Hint. Notice that the finalizer takes *Resource as a parameter — never closes over the variable.
Task 7 — Measure netpoll latency (senior)¶
Goal. Measure how long it takes from a TCP packet arriving on a fd to a Go goroutine waking up.
Starter (idea). 1. Open a listening socket. 2. Have one goroutine Accept and Read; record time.Now() upon return. 3. Another goroutine Dials and Writes a single byte; record time.Now() immediately before Write. 4. Compare timestamps.
Success. Median delta in the low microseconds (5-50 us on a local socket).
Hint. The Go runtime polls the netpoller at every scheduler tick plus when sysmon runs. With light load it is fast; with all Ps busy on CPU it may be milliseconds.
Task 8 — Reproduce a Gosched-induced delay (middle)¶
Goal. Show that Gosched can defer a goroutine by a measurable amount under high load.
Starter.
package main
import (
"fmt"
"runtime"
"sync"
"sync/atomic"
"time"
)
func main() {
runtime.GOMAXPROCS(2)
var done atomic.Bool
var wg sync.WaitGroup
// CPU-burner
for i := 0; i < 4; i++ {
wg.Add(1)
go func() {
defer wg.Done()
for !done.Load() {
// burn
}
}()
}
start := time.Now()
for i := 0; i < 1000; i++ {
runtime.Gosched()
}
fmt.Println("1000 Goscheds took:", time.Since(start))
done.Store(true)
wg.Wait()

> _PARTS OF THE EXERCISE_:
**1)** According to the Go scheduling exercises, what median delta counts as success for the netpoll latency task?
**2)** Pick up the Go scheduling exercises right after their last line and carry them further.

Segmentation labeling lines:
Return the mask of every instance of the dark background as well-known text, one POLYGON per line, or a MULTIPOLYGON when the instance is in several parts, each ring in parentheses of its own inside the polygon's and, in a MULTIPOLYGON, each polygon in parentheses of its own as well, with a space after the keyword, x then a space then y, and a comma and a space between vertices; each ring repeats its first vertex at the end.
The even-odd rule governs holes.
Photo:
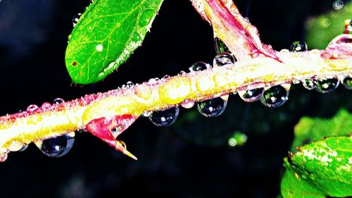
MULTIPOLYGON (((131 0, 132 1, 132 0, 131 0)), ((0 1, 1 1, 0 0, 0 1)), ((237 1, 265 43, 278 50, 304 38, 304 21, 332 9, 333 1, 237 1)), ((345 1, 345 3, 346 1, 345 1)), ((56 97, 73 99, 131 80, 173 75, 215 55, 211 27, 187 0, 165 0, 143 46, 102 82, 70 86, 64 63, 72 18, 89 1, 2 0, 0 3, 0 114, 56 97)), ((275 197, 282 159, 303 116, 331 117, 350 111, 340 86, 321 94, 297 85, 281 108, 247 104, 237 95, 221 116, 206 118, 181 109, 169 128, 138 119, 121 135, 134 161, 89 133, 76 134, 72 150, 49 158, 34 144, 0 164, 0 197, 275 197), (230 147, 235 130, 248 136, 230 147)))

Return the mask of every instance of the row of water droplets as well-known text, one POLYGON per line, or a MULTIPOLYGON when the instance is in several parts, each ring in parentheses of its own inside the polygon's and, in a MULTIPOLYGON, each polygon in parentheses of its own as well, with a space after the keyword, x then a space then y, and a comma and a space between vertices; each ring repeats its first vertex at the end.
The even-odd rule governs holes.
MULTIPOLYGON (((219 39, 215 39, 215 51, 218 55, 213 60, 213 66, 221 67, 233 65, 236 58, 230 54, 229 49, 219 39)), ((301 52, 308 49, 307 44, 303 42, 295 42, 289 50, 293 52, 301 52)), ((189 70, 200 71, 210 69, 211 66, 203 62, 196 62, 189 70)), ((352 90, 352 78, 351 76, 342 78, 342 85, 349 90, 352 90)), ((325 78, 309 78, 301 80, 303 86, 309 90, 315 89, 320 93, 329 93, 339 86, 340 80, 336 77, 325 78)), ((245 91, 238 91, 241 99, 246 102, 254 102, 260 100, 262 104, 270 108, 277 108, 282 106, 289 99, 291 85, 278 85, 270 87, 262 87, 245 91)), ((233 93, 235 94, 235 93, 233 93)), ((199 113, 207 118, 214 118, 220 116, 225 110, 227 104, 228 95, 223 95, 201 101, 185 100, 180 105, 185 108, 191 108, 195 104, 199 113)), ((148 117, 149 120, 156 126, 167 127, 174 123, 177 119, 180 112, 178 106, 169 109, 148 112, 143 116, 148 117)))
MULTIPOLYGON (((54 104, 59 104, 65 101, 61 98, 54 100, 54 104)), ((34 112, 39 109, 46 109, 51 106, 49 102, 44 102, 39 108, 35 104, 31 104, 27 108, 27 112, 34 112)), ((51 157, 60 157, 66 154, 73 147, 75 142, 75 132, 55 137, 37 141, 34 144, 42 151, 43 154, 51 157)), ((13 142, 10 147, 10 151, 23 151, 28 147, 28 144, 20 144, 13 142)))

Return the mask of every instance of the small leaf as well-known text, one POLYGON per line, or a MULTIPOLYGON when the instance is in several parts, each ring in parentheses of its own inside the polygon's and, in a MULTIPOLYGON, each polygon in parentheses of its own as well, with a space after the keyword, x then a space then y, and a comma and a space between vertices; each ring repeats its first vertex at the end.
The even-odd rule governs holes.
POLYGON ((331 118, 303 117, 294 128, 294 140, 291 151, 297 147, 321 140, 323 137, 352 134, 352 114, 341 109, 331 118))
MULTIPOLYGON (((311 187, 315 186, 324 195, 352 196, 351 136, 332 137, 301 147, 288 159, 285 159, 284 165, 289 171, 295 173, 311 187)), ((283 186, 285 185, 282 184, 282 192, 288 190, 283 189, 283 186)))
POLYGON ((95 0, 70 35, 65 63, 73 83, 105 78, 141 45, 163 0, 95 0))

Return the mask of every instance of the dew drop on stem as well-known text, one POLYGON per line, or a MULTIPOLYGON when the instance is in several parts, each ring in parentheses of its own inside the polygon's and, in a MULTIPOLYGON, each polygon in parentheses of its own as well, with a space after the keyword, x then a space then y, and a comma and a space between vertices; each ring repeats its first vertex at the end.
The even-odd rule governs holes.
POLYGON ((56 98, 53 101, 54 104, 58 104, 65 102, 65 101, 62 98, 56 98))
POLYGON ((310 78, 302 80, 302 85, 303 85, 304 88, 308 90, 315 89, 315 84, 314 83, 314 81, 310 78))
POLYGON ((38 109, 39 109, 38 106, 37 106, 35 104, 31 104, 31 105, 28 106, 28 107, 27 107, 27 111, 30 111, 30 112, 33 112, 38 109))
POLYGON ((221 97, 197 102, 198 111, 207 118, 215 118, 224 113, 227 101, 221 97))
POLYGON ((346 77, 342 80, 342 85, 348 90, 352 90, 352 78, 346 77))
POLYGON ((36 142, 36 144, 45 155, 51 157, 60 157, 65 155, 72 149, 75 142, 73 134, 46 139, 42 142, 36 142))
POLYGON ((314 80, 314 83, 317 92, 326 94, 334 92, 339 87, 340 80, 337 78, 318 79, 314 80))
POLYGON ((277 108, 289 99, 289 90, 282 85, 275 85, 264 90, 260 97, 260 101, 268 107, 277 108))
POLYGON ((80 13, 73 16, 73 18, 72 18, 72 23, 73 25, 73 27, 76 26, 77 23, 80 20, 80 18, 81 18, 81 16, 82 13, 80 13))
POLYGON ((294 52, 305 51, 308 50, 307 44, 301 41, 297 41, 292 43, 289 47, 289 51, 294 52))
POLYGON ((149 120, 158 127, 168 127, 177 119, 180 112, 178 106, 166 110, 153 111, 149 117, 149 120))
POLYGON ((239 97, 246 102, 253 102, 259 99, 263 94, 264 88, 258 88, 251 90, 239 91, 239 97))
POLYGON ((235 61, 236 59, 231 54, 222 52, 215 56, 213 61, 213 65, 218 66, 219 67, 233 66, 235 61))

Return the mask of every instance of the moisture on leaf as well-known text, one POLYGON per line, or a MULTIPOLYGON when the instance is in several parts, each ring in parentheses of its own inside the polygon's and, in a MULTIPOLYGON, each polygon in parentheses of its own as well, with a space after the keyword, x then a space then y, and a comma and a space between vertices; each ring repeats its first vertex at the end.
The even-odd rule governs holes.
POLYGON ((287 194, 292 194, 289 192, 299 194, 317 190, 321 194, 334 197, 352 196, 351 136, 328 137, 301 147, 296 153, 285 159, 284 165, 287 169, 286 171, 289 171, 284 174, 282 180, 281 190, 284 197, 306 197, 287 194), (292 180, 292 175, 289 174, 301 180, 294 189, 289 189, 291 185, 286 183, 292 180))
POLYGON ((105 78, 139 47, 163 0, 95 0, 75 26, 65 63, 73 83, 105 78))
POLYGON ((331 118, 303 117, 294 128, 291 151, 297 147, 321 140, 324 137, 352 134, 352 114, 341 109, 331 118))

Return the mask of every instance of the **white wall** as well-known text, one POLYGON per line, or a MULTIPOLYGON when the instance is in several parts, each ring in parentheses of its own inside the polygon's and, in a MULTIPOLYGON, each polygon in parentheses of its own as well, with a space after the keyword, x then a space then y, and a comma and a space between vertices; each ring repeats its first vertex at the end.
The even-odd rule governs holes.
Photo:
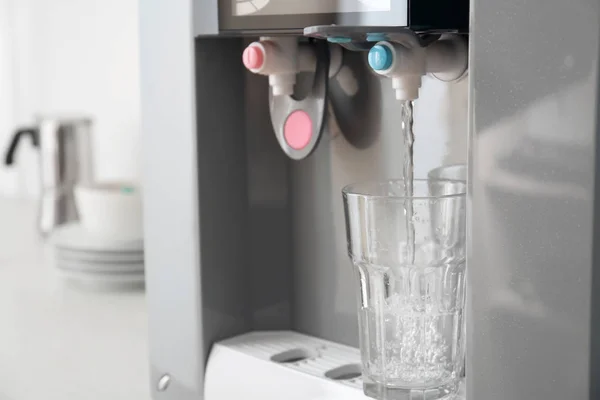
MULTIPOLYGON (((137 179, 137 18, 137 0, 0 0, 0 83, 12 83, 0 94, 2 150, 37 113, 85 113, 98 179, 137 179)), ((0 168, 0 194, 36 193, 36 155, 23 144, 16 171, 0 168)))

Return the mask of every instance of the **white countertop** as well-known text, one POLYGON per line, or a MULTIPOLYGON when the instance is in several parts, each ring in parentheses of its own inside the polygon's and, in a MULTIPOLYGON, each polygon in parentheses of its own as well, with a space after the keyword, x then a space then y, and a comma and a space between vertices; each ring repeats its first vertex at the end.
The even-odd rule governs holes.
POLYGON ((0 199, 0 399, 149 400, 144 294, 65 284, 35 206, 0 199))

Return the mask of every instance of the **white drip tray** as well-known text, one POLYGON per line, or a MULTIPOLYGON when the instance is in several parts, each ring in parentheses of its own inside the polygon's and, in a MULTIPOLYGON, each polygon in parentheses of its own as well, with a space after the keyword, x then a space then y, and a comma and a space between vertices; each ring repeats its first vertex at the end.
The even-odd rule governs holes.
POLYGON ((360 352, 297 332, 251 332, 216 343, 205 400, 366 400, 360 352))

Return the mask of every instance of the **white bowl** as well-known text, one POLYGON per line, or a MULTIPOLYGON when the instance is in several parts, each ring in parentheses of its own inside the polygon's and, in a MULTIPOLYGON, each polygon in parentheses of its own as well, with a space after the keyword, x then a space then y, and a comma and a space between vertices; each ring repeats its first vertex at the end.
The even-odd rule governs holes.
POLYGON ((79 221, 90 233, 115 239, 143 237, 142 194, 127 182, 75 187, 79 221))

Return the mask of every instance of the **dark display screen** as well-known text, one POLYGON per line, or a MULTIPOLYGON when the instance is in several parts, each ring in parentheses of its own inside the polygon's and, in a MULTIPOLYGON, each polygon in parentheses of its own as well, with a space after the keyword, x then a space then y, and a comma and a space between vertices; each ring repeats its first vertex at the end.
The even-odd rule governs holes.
---
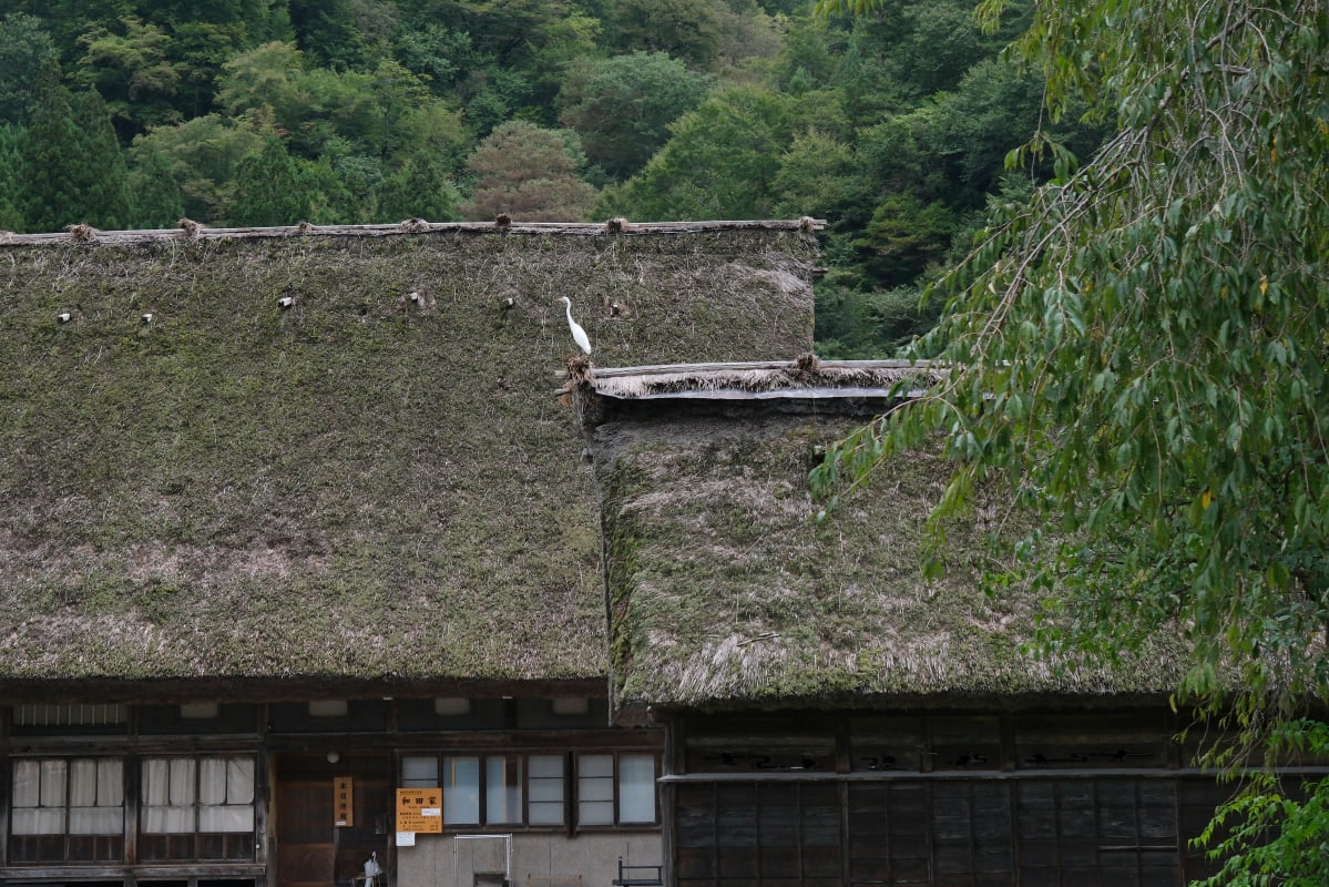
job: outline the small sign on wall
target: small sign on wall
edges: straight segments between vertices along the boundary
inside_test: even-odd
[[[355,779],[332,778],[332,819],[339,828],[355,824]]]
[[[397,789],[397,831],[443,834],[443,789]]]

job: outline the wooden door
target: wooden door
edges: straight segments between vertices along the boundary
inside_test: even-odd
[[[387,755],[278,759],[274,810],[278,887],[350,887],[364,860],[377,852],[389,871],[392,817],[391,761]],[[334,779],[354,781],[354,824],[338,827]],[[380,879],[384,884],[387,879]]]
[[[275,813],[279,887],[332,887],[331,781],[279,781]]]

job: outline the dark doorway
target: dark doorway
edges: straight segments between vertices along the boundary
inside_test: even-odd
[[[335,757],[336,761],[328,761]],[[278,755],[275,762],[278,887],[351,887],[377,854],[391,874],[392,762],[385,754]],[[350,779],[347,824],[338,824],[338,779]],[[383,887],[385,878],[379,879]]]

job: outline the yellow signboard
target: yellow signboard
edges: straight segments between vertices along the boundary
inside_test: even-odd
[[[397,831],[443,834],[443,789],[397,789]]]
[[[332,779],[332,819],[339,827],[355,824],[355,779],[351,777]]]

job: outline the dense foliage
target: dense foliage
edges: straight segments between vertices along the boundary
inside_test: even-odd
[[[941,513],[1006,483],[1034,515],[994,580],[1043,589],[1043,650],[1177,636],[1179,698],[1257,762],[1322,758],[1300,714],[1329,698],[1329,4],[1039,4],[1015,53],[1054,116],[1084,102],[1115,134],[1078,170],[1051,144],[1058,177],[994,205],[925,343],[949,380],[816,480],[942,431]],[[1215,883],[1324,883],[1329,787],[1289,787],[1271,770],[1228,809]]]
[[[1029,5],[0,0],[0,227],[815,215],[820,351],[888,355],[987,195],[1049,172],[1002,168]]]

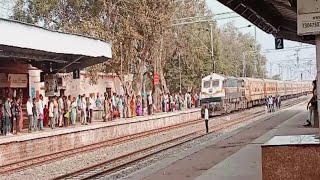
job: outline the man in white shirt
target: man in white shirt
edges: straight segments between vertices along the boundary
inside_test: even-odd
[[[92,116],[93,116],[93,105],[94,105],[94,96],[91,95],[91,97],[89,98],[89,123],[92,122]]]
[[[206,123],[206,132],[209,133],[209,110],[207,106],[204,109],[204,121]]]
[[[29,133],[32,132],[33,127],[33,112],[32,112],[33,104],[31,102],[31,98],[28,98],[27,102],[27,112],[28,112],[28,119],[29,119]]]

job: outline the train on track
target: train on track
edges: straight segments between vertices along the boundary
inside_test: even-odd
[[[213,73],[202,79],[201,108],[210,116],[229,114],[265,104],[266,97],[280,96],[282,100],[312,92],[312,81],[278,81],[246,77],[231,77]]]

> _ANSWERS TO THE EXERCISES_:
**1)** A median delta in the low microseconds, 5-50 us on a local socket.

**2)**
}
Success. With heavy contention, each Gosched takes longer than with no other goroutines.
Task 9 — Compare sync.Mutex and runtime.lock semantics by reading source (senior)¶
Goal. Read both implementations and write a 200-word comparison.
Files to read. - src/sync/mutex.go (public mutex) - src/runtime/lock_futex.go (Linux runtime lock) - src/runtime/lock_sema.go (macOS/BSD runtime lock) - src/runtime/sema.go (semaphore backing sync.Mutex)
Questions to answer. - Why does runtime.lock not use sudog? - How does the futex implementation handle a contended unlock? - Why is the spin loop count different in each?
Success. A short essay explaining the layering.
Task 10 — Build a per-goroutine ID using runtime.Stack parsing (advanced)¶
Goal. Extract the current goroutine's id from runtime.Stack output (educational only — do not use in production).
Starter.
package main
import (
"bytes"
"runtime"
"strconv"
"strings"
)
func goid() uint64 {
b := make([]byte, 64)
b = b[:runtime.Stack(b, false)]
b = bytes.TrimPrefix(b, []byte("goroutine "))
idEnd := bytes.IndexByte(b, ' ')
id, _ := strconv.ParseUint(string(b[:idEnd]), 10, 64)
_ = strings.Index // silence import; remove
return id
}
func main() {
println("goid:", goid())
}
Success. Prints a small integer.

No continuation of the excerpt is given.